The Site will now join a list of approximately 160 contaminated sites that have been federally designated as NPL sites. The NPL includes the nation’s most contaminated and/or dangerous hazardous waste sites. A contaminated site must be added to the NPL to become eligible for federal funding for permanent cleanup under the Comprehensive Environmental Response, Compensation, and Liability Act. While EPA’s decision to list the Site based on risks from indoor air contamination is unprecedented, the move is not all together surprising, given EPA’s recent rulemaking actions. In May 2017, EPA passed a final rule expanding the list of factors the agency is allowed to consider when designating NPL sites to specifically include risks to human health from impacted indoor air. In the preamble to the rule, EPA noted that it needed the authority to list sites on the basis of significant risk to human health from vapor intrusion contamination.
------------------------------------------------------------
## ACTIVITY:
Pick up the passage about EPA adding the Site to the NPL after its last sentence, and keep writing it. The listing isn't needed here.
------------------------------------------------------------
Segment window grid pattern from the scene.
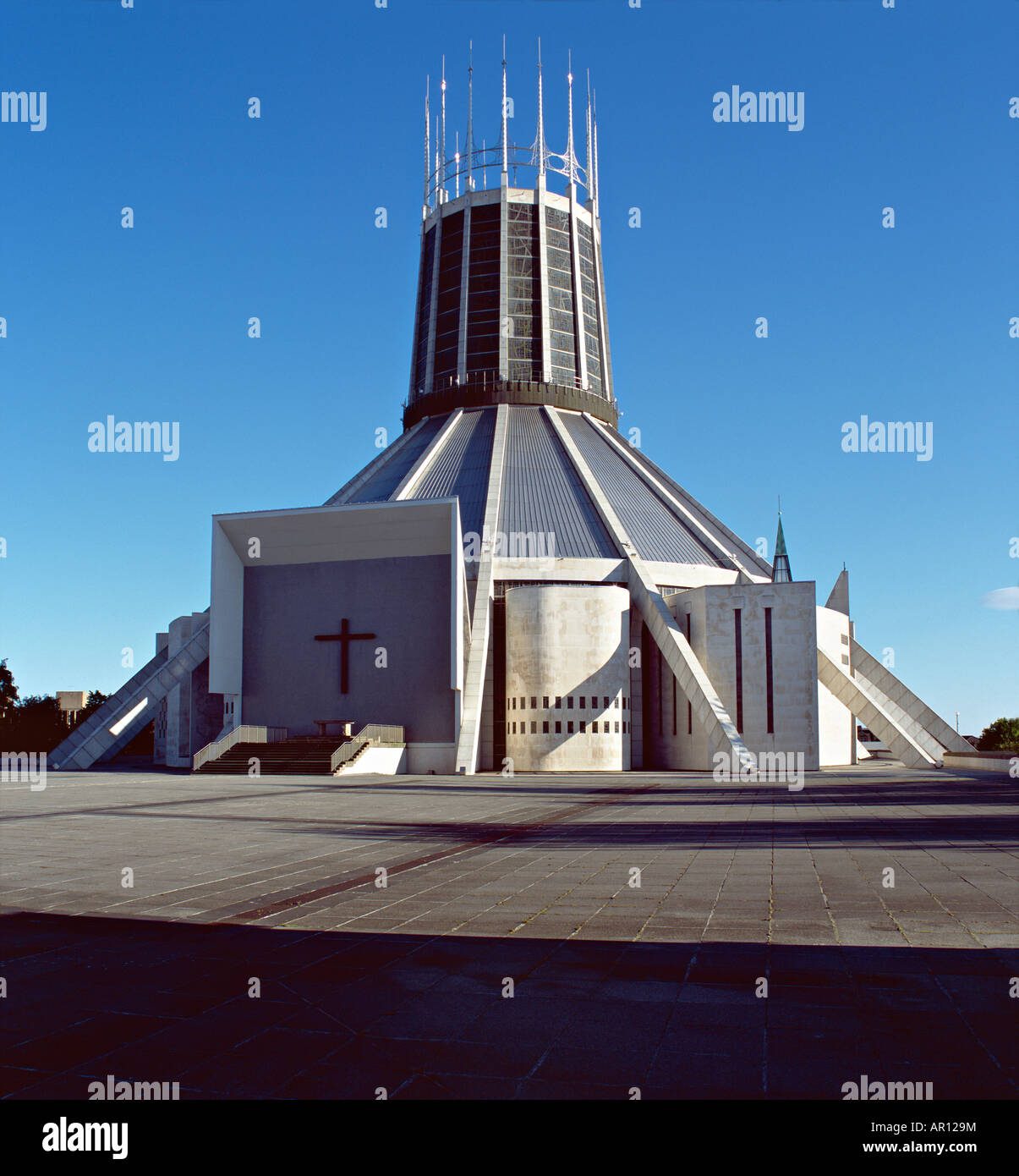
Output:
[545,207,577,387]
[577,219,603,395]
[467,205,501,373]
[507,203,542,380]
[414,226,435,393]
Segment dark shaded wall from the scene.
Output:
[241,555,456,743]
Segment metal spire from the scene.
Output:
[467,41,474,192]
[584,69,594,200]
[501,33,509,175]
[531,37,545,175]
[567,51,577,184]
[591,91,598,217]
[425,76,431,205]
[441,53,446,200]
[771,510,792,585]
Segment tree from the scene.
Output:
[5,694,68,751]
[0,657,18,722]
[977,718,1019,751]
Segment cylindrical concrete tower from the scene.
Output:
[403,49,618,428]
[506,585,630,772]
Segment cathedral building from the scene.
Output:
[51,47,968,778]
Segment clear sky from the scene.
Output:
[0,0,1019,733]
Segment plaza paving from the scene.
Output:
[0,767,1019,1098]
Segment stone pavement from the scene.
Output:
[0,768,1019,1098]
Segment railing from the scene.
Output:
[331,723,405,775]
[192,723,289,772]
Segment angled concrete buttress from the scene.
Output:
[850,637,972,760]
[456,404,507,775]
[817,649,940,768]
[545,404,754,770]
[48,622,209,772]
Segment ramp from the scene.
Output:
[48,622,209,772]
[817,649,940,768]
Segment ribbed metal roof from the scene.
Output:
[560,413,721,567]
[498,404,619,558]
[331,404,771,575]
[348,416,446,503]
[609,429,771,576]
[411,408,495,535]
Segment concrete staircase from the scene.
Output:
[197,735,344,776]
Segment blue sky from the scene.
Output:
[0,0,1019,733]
------------------------------------------------------------
## EXPECTED ANSWER:
In contrast to EPA’s position, environmental consultants operating at the Site have strongly opposed the NPL designation. Several of the firms submitted comments on the final listing, asserting that EPA’s risk evaluation failed to take into account the Sub Slab Depressurization System (“SSDS”) installed at the facility in 2017, which subsequently reduced levels of VOCs in the indoor air to safe levels. However, EPA rejected these arguments, noting that even though the SSDS may protect workers from immediate threats, “it is not intended to address possible long-term remedial goals such as addressing the sources of the contamination below the building.”
EPA’s designation of the Site should alert potentially responsible parties that vapor intrusion issues may result in an increased chance of a site becoming listed on the NPL. In addition, parties relying on engineering controls to maintain compliant indoor air vapor levels should note the potential for EPA to deem such actions insufficient as long-term site remedies.
United Airlines Steps Up to Cut Greenhouse Gases
By Steven M. Siros
United Airlines became the first U.S. airline to publicly commit to reducing its greenhouse gas emissions (GHG) by 50% by 2050. In a press release issued on September 13, 2018, United Airlines explained that it would achieve that reduction by expanding its use of more sustainable biofuels and by relying on more fuel-efficient aircraft and implementing other operational changes to better conserve fuel. United Airlines' commitment to reduce GHG emissions by 50% by 2020 is consistent with reduction targets established by the International Air Transport Association in May 2018.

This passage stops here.